▸ **The tasks**
1. Translate this sentence from the PyTorch tutorial into Spanish: "For most training schemes, you need to at least shuffle and batch the data."
2. Copy the passage of the PyTorch tutorial starting at "So you could" and ending at "of the dataset.".

▸ **Page extract**

Now all we need to do to load in the data is to construct an `SSData` object:

In [None]:
ds = SSData("ssData.fasta")

So you could simply just loop through the dataset and pull out every data point for training, but this is insufficient for most real ML applications.  For most training schemes, you need to at least shuffle and batch the data.  Thankfully, PyTorch offers a tool called the **DataLoader** which will handle these tasks for you; all you have to do is iterate through the dataloader instead of the dataset.

In [None]:
from torch.utils.data import DataLoader

#Pro tip: if you're going to be using the GPU, pin_memory=True in the DataLoader can make things more efficient
dl = DataLoader(ds, shuffle=True, batch_size=64)

## 3. Defining the Network
Ok, now that we've got all our data, we're ready to train! Or... maybe not because there's still no network to train.  Let's fix that by defining another class which defines the neural network.  This class will have a constructor, which defines the architecture, and a "forward" function which describes the flow of the input through the network to its eventual output.  Most of the definitions here are facilitated by the `torch.nn` module, which has predefined layers, functions, etc. for most generic NN applications.  Here we define a simple fully connected neural network with one hidden layer:

In [None]:
import torch.nn as nn

class FCNN(nn.Module):
    def __init__(self, hiddenNodes=10):
        super().__init__()
        
        #nn.Sequential lets you define a module of actions rather than calling them one by one
        self.fcnn = nn.Sequential(
            nn.Linear(300, hiddenNodes), #Input vector to hidden layer connections
            nn.ReLU(), #Hidden layer activation
            nn.Linear(hiddenNodes, 3), #Hidden layer to output layer connections
            nn.Sigmoid() #Output layer activation
        )
        
    def forward(self, x):
        #DON'T flatten the first (0 index) dimension; that's the batch dimension
        x = torch.flatten(x, start_dim=1)
        x = self.fcnn(x)
        return x
      

Clearly there's way more to writing complicated neural network architectures than what's presented here (normalizations, convolutions, dropout, pooling, etc.), but all of them have implementations in `torch.nn` that are easy to snap together in a framework such as this.  The most complicated thing about building a network usually ends up being ensuring that the dimensions agree between layers as opposed to actually implementing the layers themselves.  Here's a more deep learning-based network (i.e., CNN) example just to show off what `torch.nn` can do:

In [None]:
class CNN(nn.Module):
    def __init__(self):
        super().__init__()
        
        #nn.Sequential lets you define a module of actions rather than calling them one by one
        self.conv1 = nn.Sequential(
            nn.Conv1d(20,8,3),
            nn.BatchNorm1d(8),
            nn.ReLU()
        )
        self.conv2 = nn.Sequential(
            nn.Conv1d(8,2,3),
            nn.BatchNorm1d(2),
            nn.ReLU(),
            nn.AdaptiveMaxPool1d(8)
        )
        self.fcnn = nn.Sequential(
            nn.Dropout(),
            nn.Linear(16, 4),
            nn.ReLU(), 
            nn.Linear(4, 3),
            nn.Sigmoid()
        )
        
    def forward(self, x): 
        x = torch.transpose(x, 1, 2) #Conv1d wants channels as the middle dimension
        x = self.conv1(x)
        x = self.conv2(x)

▸ **Extracted data**
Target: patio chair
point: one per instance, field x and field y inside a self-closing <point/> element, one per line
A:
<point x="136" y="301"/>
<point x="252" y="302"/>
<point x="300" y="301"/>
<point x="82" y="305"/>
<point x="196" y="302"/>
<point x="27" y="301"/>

▸ **Answers to the problems**
1. Para la mayoría de los esquemas de entrenamiento, es necesario, como mínimo, mezclar los datos y dividirlos en lotes.

2.
So you could simply just loop through the dataset and pull out every data point for training, but this is insufficient for most real ML applications.  For most training schemes, you need to at least shuffle and batch the data.  Thankfully, PyTorch offers a tool called the **DataLoader** which will handle these tasks for you; all you have to do is iterate through the dataloader instead of the dataset.